Task input Start Marker
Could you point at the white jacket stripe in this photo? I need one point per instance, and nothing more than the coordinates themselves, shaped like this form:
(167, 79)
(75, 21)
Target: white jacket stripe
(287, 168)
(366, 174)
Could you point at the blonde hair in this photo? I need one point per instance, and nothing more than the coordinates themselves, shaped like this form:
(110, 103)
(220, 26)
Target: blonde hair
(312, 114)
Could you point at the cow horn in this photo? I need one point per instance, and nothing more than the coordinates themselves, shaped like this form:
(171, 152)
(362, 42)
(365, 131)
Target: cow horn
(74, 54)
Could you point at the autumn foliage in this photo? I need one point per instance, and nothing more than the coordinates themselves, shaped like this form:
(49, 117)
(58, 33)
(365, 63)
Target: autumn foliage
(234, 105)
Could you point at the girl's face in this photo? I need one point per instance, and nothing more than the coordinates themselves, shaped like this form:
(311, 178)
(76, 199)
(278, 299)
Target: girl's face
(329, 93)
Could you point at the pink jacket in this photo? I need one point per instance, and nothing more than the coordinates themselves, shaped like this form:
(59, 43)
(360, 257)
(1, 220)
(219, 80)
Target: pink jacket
Task input End Marker
> _Exercise directions_
Filter the entries by the string "pink" and copy each matching line.

> _Written solution_
Could you point at the pink jacket in this photo? I need one point per instance, and nothing more than the coordinates themselves, shaped like this form:
Target: pink jacket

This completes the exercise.